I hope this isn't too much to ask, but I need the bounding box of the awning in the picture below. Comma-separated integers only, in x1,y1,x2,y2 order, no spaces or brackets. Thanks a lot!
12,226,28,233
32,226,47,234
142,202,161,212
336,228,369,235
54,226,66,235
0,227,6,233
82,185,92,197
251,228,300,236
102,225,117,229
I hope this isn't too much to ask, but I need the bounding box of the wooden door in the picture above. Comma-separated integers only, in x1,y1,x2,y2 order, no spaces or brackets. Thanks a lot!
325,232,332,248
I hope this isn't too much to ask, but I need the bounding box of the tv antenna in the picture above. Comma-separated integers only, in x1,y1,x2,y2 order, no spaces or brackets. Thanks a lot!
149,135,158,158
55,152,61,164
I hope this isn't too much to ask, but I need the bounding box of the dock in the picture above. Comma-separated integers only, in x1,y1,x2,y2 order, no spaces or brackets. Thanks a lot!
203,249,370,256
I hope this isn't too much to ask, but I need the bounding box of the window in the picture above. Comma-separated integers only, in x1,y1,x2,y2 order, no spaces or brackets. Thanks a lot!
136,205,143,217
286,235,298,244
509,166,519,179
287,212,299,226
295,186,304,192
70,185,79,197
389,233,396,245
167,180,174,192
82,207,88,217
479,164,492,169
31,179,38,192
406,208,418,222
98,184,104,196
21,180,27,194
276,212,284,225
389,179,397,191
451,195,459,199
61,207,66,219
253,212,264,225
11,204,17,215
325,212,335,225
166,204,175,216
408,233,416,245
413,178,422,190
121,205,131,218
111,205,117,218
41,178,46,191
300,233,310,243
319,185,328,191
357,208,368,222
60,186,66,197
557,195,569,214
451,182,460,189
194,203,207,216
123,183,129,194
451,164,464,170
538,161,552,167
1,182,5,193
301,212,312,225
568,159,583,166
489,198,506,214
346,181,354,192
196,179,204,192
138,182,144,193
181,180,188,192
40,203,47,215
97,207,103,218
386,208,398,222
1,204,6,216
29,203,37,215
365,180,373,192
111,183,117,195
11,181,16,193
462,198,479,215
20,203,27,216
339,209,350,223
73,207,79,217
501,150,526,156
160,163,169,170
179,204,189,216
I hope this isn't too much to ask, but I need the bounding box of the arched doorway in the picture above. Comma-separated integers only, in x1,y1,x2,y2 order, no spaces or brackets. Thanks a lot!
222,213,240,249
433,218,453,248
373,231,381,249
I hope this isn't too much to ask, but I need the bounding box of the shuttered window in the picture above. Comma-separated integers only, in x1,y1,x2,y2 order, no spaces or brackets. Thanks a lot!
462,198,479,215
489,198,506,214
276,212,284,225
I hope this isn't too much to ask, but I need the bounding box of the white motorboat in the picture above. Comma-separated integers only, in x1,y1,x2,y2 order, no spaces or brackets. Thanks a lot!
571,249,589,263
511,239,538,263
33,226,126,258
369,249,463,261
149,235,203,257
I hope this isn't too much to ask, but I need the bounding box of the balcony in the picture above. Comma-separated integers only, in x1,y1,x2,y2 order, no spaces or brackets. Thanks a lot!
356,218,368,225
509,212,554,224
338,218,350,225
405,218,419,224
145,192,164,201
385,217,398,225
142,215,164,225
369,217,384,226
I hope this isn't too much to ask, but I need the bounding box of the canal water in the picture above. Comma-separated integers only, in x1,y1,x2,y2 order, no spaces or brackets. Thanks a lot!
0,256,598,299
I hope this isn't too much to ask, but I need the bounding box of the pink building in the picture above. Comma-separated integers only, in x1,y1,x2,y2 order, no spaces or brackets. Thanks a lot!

....

■ **The problem**:
The whole of the material above should be given again exactly.

■ **Task output**:
I hope this isn't too much to ask, but I need the bounding box of the awning in the picture below. Comma-separated integers only, in x1,y1,x2,y2 order, no spaces or brackets. Thanks a lot!
12,226,28,233
32,226,47,234
142,202,161,212
336,228,369,235
54,226,66,235
0,227,6,233
82,185,92,197
251,228,300,236
102,225,117,229
I hope this isn't too much to ask, but I need the bounding box of the wooden door in the picture above. Comma-separated integers only, in x1,y1,x2,y2 order, no spaces or brackets. Thanks a lot!
325,232,332,248
I hope this isn't too much to ask, but I need the bounding box of the tv antenna in the picture above. Comma-separated integers only, in x1,y1,x2,y2 order, no spaces or brackets. Thanks a lot!
149,135,158,158
55,152,61,164
I hope this isn't too much to ask, but I need the bounding box of the dock in the picture above. Comma-separated integers only, in x1,y1,x2,y2 order, no spaces or brackets. Thanks a lot!
203,249,370,256
I hope this isn't too much to ask, but I need the bounding box of the window in the picture above. Comma-separated integers only, in x1,y1,x2,y2 order, no spaces or brackets. Thanks a lot!
136,205,143,217
286,235,298,244
509,166,519,179
287,212,299,226
295,186,304,192
70,185,79,197
389,233,396,245
167,180,174,192
82,207,88,217
479,164,492,169
31,179,38,192
406,208,418,222
98,184,104,196
21,180,27,194
276,212,284,225
389,179,397,191
451,195,459,199
61,207,66,219
253,212,264,225
11,204,17,215
325,212,335,225
166,204,175,216
408,233,416,245
413,178,422,190
121,205,131,218
111,205,117,218
41,178,46,191
300,233,310,243
319,185,328,191
357,208,368,222
60,186,66,197
557,195,569,214
451,182,460,189
194,203,207,216
123,183,129,194
451,164,464,170
538,161,552,167
1,182,5,193
301,212,312,225
568,159,583,166
489,198,506,214
346,181,354,192
196,179,204,192
138,182,144,193
181,180,188,192
40,203,47,215
97,207,103,218
386,208,398,222
1,204,6,216
29,203,37,215
365,180,373,192
111,183,117,195
11,181,16,193
462,198,479,215
20,203,27,216
339,209,350,223
73,207,79,217
501,150,526,156
160,163,169,170
179,204,189,216
I hope this isn't too much to ask, but I need the bounding box of the arched doorway in the picture above. Comma-separated integers only, in x1,y1,x2,y2 order, no spaces or brackets. Thanks a lot!
222,213,240,249
433,218,453,248
373,231,381,249
I hope this isn't too much to ask, but I need the bounding box of the shuttered window in the picture above. Comma-separated integers only, in x1,y1,x2,y2 order, no spaces or brackets. Thanks a lot!
462,198,479,215
489,198,506,214
276,212,284,225
I hope this isn't too much to ask, but I need the bounding box of the white motorboat in the picture above. Comma-separated integers only, in x1,y1,x2,y2 order, no spaces or brackets. Thanks a lot!
571,249,589,263
511,239,538,263
33,226,126,258
369,249,463,261
149,235,203,257
I hope this isn't too much to ask, but I need the bounding box of the balcony in the picture above. Comma-separated integers only, in x1,y1,x2,y2 order, no spaces or brackets. Thanks a lot!
356,218,368,225
509,212,554,224
338,218,350,225
405,218,419,224
145,192,164,201
385,217,398,225
142,215,164,225
369,217,384,226
I hope this isn't too much to ask, but I need the bounding box of the canal water in the picture above. Comma-separated integers only, in x1,y1,x2,y2 order, no spaces or brackets. Thanks a lot!
0,256,598,299
I hope this isn't too much to ask, but I need the bounding box of the pink building in the picture above. Comma-separated integers only, in x1,y1,x2,y2 order, no spaces or brackets. Thanks a lot!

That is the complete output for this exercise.